» **Work instruction**
All the data beneath this line is to be reproduced exactly.

(Segmentation mask data)
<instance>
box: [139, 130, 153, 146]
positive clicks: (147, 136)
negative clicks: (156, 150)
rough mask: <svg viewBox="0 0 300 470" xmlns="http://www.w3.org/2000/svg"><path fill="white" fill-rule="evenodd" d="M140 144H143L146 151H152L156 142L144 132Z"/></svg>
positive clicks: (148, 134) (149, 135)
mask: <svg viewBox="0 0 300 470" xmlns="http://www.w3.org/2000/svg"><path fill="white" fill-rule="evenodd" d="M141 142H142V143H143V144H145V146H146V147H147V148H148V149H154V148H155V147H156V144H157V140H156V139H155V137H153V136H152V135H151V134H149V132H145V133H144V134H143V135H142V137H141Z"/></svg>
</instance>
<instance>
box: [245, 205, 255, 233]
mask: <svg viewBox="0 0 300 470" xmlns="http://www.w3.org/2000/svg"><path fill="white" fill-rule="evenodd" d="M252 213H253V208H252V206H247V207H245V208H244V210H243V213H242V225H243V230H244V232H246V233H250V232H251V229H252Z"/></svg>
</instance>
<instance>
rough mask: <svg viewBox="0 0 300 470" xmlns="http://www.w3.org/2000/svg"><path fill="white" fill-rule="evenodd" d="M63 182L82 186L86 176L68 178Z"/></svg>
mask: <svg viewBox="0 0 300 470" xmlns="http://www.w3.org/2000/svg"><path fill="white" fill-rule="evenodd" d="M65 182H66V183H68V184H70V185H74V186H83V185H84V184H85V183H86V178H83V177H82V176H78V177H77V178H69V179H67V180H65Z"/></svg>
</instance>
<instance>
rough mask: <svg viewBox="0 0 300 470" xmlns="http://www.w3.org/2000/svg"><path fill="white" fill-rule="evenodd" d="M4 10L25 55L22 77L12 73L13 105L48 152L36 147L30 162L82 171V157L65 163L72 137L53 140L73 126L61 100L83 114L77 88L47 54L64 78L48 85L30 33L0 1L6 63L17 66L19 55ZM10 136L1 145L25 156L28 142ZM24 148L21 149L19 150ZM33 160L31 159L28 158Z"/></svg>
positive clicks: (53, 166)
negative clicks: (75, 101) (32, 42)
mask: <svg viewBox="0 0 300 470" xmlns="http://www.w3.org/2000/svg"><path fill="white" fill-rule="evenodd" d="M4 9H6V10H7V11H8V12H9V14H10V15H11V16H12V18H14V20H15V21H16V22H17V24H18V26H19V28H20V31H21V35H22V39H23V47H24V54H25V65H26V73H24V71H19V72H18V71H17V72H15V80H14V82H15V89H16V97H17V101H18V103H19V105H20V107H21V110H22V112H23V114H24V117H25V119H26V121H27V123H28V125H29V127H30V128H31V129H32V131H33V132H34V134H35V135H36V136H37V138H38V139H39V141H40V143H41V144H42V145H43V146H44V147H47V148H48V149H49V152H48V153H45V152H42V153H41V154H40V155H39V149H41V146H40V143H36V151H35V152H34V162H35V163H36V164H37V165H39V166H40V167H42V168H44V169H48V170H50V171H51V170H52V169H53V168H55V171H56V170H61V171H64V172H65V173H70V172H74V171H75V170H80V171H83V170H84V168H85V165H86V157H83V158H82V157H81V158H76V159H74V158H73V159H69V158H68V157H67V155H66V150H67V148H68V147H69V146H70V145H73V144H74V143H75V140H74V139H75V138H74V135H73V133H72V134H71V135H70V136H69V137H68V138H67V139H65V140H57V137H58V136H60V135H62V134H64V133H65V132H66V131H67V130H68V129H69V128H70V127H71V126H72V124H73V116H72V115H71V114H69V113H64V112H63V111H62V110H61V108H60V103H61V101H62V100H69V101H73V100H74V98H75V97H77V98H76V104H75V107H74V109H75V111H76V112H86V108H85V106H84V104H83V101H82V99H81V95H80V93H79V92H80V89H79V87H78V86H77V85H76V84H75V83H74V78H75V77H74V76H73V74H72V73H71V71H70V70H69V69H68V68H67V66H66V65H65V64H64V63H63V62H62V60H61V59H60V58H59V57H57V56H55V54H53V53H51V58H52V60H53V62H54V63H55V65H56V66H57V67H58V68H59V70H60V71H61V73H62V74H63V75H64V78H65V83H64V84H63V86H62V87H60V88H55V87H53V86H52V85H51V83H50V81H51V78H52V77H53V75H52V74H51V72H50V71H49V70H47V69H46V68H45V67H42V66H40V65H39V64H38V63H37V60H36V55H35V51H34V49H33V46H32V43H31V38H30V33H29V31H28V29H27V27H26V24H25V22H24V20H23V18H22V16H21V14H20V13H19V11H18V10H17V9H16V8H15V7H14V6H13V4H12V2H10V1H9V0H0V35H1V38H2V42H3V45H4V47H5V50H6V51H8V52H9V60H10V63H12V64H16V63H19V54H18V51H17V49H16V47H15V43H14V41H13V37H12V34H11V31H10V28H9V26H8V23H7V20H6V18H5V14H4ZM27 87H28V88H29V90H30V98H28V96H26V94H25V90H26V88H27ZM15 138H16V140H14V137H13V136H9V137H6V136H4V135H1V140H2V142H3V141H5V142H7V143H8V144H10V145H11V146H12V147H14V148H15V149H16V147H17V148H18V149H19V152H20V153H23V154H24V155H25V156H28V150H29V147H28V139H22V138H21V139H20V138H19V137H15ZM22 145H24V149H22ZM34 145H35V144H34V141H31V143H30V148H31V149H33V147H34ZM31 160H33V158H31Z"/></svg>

» **Task answer**
<instance>
box: [139, 130, 153, 146]
positive clicks: (147, 136)
negative clicks: (156, 150)
rough mask: <svg viewBox="0 0 300 470" xmlns="http://www.w3.org/2000/svg"><path fill="white" fill-rule="evenodd" d="M140 144H143L146 151H152L156 142L144 132Z"/></svg>
positive clicks: (148, 134) (149, 135)
mask: <svg viewBox="0 0 300 470" xmlns="http://www.w3.org/2000/svg"><path fill="white" fill-rule="evenodd" d="M141 142H142V143H143V144H145V146H146V147H147V148H148V149H154V148H155V147H156V144H157V140H156V139H155V137H153V136H152V135H151V134H149V132H145V133H144V134H143V135H142V137H141Z"/></svg>
</instance>
<instance>
box: [245, 205, 255, 233]
mask: <svg viewBox="0 0 300 470" xmlns="http://www.w3.org/2000/svg"><path fill="white" fill-rule="evenodd" d="M252 213H253V208H252V206H247V207H245V208H244V210H243V213H242V225H243V230H244V232H246V233H250V232H251V229H252Z"/></svg>
</instance>
<instance>
rough mask: <svg viewBox="0 0 300 470" xmlns="http://www.w3.org/2000/svg"><path fill="white" fill-rule="evenodd" d="M63 182L82 186L86 176L68 178Z"/></svg>
mask: <svg viewBox="0 0 300 470" xmlns="http://www.w3.org/2000/svg"><path fill="white" fill-rule="evenodd" d="M65 182H66V183H68V184H70V185H74V186H83V185H84V184H85V183H86V178H83V177H82V176H78V177H77V178H69V179H67V180H65Z"/></svg>
</instance>
<instance>
rough mask: <svg viewBox="0 0 300 470" xmlns="http://www.w3.org/2000/svg"><path fill="white" fill-rule="evenodd" d="M4 10L25 55L22 77L12 73L13 105L48 152L36 147L30 162L82 171V157L65 163L72 137L53 140L73 126L61 100L83 114L77 88L47 54L64 78L48 85L30 33L0 1L6 63L17 66L19 55ZM10 136L1 145L25 156L28 142ZM24 148L21 149L19 150ZM33 160L31 159L28 158Z"/></svg>
positive clicks: (53, 166)
negative clicks: (75, 101) (32, 42)
mask: <svg viewBox="0 0 300 470" xmlns="http://www.w3.org/2000/svg"><path fill="white" fill-rule="evenodd" d="M4 9H6V10H7V11H8V12H9V14H10V15H11V16H12V18H14V20H15V21H16V22H17V24H18V26H19V28H20V31H21V35H22V39H23V47H24V54H25V65H26V73H24V71H19V72H18V71H17V72H15V80H14V82H15V89H16V97H17V101H18V103H19V105H20V107H21V110H22V112H23V114H24V117H25V119H26V121H27V123H28V125H29V127H30V128H31V129H32V131H33V132H34V134H35V135H36V136H37V138H38V139H39V141H40V143H41V144H42V145H43V146H44V147H47V148H48V149H49V152H48V153H45V152H42V153H41V154H40V155H39V149H41V146H40V143H36V151H35V152H34V162H35V163H36V164H37V165H39V166H40V167H42V168H44V169H48V170H50V171H51V170H52V169H53V168H55V171H56V170H61V171H64V172H65V173H70V172H74V171H75V170H80V171H83V170H84V168H85V165H86V157H83V158H82V157H81V158H76V159H74V158H73V159H69V158H68V157H67V155H66V150H67V148H68V147H69V146H70V145H73V144H74V143H75V140H74V139H75V138H74V135H73V133H72V134H71V135H70V136H69V137H68V138H67V139H65V140H57V137H58V136H60V135H62V134H64V133H65V132H66V131H67V130H68V129H69V128H70V127H71V126H72V124H73V116H72V115H71V114H69V113H64V112H63V111H62V110H61V108H60V103H61V101H62V100H69V101H73V100H74V98H75V97H77V98H76V104H75V107H74V109H75V111H76V112H86V108H85V106H84V104H83V101H82V99H81V95H80V93H79V92H80V89H79V87H78V86H77V85H76V84H75V83H74V78H75V77H74V76H73V74H72V73H71V71H70V70H69V69H68V68H67V66H66V65H65V64H64V63H63V62H62V60H61V59H60V58H59V57H57V56H55V54H53V53H51V58H52V60H53V62H54V63H55V65H56V66H57V67H58V68H59V70H60V71H61V73H62V74H63V75H64V78H65V83H64V84H63V86H62V87H60V88H55V87H53V86H52V85H51V83H50V81H51V78H52V77H53V75H52V74H51V72H50V71H49V70H47V69H46V68H45V67H42V66H40V65H39V64H38V63H37V60H36V55H35V51H34V49H33V46H32V43H31V38H30V33H29V31H28V29H27V27H26V24H25V22H24V20H23V18H22V16H21V14H20V13H19V11H18V10H17V9H16V8H15V7H14V6H13V4H12V2H10V1H9V0H0V35H1V38H2V42H3V45H4V47H5V50H6V51H8V52H9V60H10V63H12V64H16V63H19V54H18V51H17V49H16V47H15V43H14V41H13V37H12V34H11V31H10V28H9V26H8V23H7V20H6V18H5V14H4ZM27 87H28V88H29V90H30V98H28V96H26V94H25V90H26V88H27ZM15 138H16V140H14V137H13V136H9V137H6V136H4V135H1V140H2V142H3V141H5V142H7V143H8V144H10V145H11V146H12V147H14V148H15V149H16V147H17V148H18V149H19V152H20V153H23V154H24V155H25V156H28V150H29V147H28V139H22V138H21V139H20V138H19V137H15ZM22 145H24V149H22ZM34 145H35V144H34V141H31V143H30V148H31V149H33V147H34ZM31 160H33V158H31Z"/></svg>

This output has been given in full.